Stored data entries
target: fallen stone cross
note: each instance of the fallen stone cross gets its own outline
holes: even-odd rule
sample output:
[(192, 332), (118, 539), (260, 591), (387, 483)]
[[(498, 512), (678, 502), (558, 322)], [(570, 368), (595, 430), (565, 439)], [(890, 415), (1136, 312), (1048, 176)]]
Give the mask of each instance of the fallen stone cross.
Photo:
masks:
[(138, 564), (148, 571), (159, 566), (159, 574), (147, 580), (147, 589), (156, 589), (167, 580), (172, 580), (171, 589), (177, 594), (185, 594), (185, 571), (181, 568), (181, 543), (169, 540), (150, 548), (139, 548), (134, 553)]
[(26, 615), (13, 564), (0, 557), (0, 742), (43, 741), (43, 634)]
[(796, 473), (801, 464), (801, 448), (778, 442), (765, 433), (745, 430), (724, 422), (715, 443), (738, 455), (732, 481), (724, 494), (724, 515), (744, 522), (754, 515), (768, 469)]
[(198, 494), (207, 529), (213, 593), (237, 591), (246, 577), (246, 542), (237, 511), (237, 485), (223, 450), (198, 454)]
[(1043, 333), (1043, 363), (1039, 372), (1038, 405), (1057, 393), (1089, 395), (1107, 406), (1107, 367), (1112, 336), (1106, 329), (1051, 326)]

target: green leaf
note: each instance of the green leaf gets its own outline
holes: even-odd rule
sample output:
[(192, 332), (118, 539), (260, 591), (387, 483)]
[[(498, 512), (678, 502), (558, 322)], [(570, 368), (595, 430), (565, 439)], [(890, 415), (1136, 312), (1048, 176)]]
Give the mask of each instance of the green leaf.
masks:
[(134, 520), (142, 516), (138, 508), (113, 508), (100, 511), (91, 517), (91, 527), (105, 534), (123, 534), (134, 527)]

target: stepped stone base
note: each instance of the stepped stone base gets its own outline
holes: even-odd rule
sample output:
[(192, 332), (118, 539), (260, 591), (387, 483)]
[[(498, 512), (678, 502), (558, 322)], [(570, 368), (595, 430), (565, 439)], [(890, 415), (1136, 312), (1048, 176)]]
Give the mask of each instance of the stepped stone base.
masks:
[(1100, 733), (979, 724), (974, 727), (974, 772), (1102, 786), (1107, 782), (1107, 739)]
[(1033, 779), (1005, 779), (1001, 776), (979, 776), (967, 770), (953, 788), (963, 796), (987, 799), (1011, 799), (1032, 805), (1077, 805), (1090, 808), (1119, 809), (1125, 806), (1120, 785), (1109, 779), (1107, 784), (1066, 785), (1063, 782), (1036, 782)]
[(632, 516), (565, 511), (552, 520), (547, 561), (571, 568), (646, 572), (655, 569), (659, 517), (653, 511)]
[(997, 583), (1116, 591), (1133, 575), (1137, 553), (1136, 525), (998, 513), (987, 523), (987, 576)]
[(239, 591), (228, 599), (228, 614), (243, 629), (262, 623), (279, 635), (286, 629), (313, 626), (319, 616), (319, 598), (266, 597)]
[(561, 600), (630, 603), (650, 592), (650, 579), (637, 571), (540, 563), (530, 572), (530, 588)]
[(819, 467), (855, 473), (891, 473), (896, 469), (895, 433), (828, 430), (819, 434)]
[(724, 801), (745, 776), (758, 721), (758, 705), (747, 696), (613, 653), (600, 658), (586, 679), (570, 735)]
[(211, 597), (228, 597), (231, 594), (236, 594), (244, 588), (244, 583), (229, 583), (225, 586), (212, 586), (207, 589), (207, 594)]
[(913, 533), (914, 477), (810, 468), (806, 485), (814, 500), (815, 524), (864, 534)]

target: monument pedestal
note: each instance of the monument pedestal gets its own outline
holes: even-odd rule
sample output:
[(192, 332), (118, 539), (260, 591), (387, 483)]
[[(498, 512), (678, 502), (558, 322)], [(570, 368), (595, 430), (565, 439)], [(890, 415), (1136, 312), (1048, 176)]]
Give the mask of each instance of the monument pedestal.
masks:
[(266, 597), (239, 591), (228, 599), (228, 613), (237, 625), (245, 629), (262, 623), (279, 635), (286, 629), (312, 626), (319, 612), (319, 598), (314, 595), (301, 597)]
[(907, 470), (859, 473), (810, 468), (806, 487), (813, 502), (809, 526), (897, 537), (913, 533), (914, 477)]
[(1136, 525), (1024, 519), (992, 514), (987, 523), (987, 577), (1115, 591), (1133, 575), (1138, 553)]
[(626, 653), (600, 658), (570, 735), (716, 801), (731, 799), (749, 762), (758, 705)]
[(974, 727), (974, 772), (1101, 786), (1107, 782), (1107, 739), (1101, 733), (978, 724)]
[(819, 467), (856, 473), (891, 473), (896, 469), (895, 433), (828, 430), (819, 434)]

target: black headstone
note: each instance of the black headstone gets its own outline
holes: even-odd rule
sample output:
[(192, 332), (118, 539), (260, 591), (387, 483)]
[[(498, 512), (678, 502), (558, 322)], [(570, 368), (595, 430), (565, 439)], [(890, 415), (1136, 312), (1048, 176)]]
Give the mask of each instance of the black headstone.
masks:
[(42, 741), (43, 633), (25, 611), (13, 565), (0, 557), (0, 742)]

EXERCISE PROMPT
The answer must consist of each line from the data that includes the string "fallen".

EXERCISE RESULT
target: fallen stone cross
note: each instance of the fallen stone cross gets its own outline
Give the mask of each instance of the fallen stone cross.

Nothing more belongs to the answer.